THE TASK: Go through the entries and set each one down exactly.
SOURCE MATERIAL: Begin
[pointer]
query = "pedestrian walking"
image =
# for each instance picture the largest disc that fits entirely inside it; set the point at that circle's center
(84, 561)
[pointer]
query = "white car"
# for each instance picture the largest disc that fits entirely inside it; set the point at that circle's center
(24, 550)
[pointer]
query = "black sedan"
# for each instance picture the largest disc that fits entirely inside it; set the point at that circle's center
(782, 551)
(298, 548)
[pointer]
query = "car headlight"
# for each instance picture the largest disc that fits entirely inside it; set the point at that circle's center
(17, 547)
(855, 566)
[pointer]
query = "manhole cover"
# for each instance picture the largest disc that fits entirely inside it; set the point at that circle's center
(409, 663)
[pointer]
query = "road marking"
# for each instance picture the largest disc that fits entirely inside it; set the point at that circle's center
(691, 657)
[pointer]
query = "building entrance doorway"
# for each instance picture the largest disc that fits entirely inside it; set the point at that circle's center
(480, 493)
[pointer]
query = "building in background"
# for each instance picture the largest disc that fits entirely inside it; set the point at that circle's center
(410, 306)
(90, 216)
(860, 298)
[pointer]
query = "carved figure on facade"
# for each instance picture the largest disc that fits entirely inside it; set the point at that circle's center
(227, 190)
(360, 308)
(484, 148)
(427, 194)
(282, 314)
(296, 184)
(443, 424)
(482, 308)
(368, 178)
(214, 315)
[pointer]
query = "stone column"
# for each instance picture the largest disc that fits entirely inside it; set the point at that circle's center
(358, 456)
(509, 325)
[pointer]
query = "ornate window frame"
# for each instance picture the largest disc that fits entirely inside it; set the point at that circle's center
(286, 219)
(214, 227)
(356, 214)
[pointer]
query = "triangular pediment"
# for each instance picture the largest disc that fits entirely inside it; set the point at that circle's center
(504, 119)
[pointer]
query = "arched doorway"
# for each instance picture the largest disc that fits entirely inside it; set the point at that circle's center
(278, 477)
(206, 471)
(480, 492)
SOURCE MATERIAL: End
REPLY TO THE EXERCISE:
[pointer]
query = "pedestrian walking"
image =
# for each instance picture the largest disc that fits entirely inside it; set the point at that circle's center
(84, 561)
[pointer]
query = "white car"
# for each instance picture the largest disc that fits entirely inside it; set the point at that circle's center
(24, 550)
[pointer]
query = "black sedan"
# for each instance picture the largest disc that fits entirely inside it; set the point at that circle's center
(782, 551)
(298, 548)
[pointer]
query = "car headlight"
# for each instance picture the largest disc that fits entirely inside it; set the point at that circle's center
(17, 547)
(855, 566)
[pointer]
query = "manhole cover"
# for each instance picture the largest disc that fits entirely inside it; set the point at that circle's center
(409, 663)
[pointer]
query = "road marking"
# for each instance picture the largest disc that fits entirely inside it; set the point at that circle's center
(691, 657)
[pointer]
query = "building entrance doorway"
# for each instance picture the largest disc that fits entirely inside it; set the point at that circle's center
(480, 493)
[pointer]
query = "building in background"
# for each instance picture the largest disc that fits entirely inside it; set the point at that circle's center
(410, 306)
(90, 216)
(860, 298)
[pointer]
query = "carved figure on facade"
# for each instance picture the largest disc that fits entirely inside it; set the point at that circle's center
(227, 190)
(360, 308)
(484, 148)
(427, 194)
(282, 314)
(296, 184)
(443, 424)
(482, 308)
(368, 178)
(214, 315)
[pointer]
query = "stone column"
# for each instance picture the largest disc that fits entirely inside it; set the point at that circle's center
(358, 456)
(509, 325)
[pointer]
query = "ornate window frame"
# for each instance picture the largest disc that fits entirely inside it; set the point at that circle's center
(286, 219)
(214, 227)
(356, 214)
[pointer]
query = "triangular pediment"
# for each instance picture the largest disc that fits entirely inside it; set the point at that circle's center
(504, 119)
[pointer]
query = "arched doorway"
# for each instance picture the largest disc that fits entirely inside it; set the point at that circle's center
(278, 477)
(206, 471)
(480, 492)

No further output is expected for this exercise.